>>>>

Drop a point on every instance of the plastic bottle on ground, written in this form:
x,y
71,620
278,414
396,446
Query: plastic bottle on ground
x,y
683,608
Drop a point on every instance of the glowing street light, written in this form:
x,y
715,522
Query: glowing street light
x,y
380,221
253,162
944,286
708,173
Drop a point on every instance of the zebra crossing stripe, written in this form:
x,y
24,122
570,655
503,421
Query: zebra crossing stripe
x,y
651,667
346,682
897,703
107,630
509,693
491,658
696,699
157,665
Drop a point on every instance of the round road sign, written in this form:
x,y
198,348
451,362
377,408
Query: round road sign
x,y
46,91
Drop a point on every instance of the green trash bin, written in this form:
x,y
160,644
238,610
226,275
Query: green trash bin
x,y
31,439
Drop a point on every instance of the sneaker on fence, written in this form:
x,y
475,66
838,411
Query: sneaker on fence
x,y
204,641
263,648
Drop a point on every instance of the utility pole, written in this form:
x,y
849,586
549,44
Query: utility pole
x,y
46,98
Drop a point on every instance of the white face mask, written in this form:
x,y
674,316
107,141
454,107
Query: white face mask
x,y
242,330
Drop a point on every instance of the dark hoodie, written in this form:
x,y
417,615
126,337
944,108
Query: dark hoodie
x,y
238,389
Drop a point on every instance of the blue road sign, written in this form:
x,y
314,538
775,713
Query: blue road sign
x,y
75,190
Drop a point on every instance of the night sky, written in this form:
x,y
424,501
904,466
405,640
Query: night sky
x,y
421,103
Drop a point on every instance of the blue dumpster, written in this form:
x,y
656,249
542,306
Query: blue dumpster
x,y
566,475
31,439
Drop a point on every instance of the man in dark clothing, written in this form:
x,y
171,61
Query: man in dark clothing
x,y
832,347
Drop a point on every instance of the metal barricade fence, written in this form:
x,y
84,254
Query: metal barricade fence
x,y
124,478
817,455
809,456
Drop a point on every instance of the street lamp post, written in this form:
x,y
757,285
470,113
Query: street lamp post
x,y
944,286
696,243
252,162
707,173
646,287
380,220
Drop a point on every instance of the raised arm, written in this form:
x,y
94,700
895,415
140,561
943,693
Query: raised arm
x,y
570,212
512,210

<<<<

Problem to solve: Extract the full listing above without alteration.

Full output:
Drop a point on every instance of the plastic bottle on ground, written in this form:
x,y
71,620
278,414
396,446
Query: plastic bottle on ground
x,y
683,608
Drop a point on every instance of the glowing street light, written in this form:
x,y
715,522
Query: glowing street light
x,y
380,221
253,162
944,286
708,173
Drop a point on every instance of the zebra crossing stripe, written in this form:
x,y
24,122
570,655
503,421
Query: zebra crossing stripe
x,y
651,667
346,682
897,703
107,630
509,693
491,658
696,699
157,665
Drop a point on every instance of the round road sign, written in this form:
x,y
198,348
451,362
377,408
Query: round road sign
x,y
46,91
Drop a point on every instance of the green trash bin, written in this form:
x,y
160,644
238,610
226,275
Query: green trash bin
x,y
31,439
Drop a point on every instance of the sneaker on fence, written in this form:
x,y
475,66
838,411
Query: sneaker on fence
x,y
204,641
263,648
Drop a point on every instance of the utility pole, written in this form:
x,y
849,586
549,44
Query: utility pole
x,y
46,98
Drop a point on every instance of the white face mask, written in this form:
x,y
674,316
107,141
454,107
Query: white face mask
x,y
242,330
Drop a point on every instance of the dark hoodie, written in this form:
x,y
417,615
126,337
944,108
Query: dark hoodie
x,y
238,389
Drop a point on every instance of the blue road sign, written in this form:
x,y
314,538
775,713
Query: blue road sign
x,y
75,190
Drop a point on every instance of the night sky, written in this form:
x,y
424,501
904,466
405,640
Query: night sky
x,y
421,103
Drop a point on every instance of the blue dumpster, written in this form:
x,y
656,249
542,306
Query: blue dumpster
x,y
566,475
31,439
Drop a point on every instance of the man in dark clothing, written in this form:
x,y
171,61
Query: man in dark clothing
x,y
832,347
Drop a point on every instance of the metal barricade fence, written in this form:
x,y
84,254
Query: metal barricade fence
x,y
124,478
817,455
809,456
Drop a point on every instance of the street lamp post, written in this form:
x,y
757,285
470,113
Query: street lamp post
x,y
944,286
696,243
252,162
707,173
646,287
380,220
Drop a point on every instance of the raised arm, written in this form:
x,y
94,700
895,415
140,561
943,693
Query: raised arm
x,y
570,212
512,210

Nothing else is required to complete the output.